## Problem to work on
Output the entries exactly as they appear. Pictures should not be included.

===== Materials provided

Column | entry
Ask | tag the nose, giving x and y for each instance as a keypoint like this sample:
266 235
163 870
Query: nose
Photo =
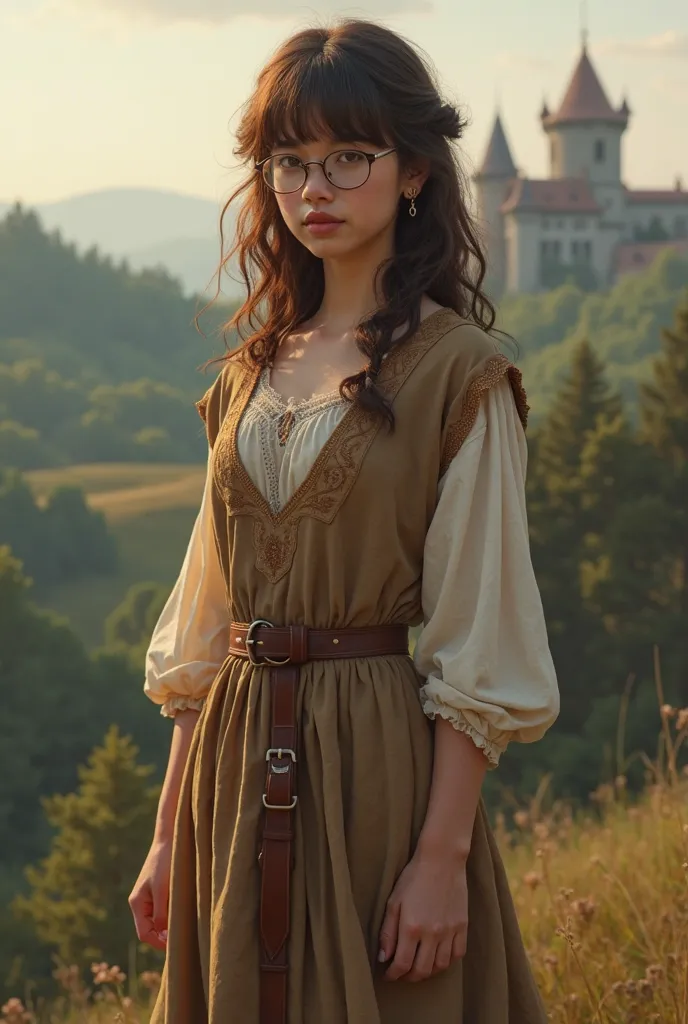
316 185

==========

## Response to the task
Column | entry
Ask | tag the nose, giving x and y for each instance as a keypoint like this sample:
266 235
163 870
Query: nose
Photo =
316 185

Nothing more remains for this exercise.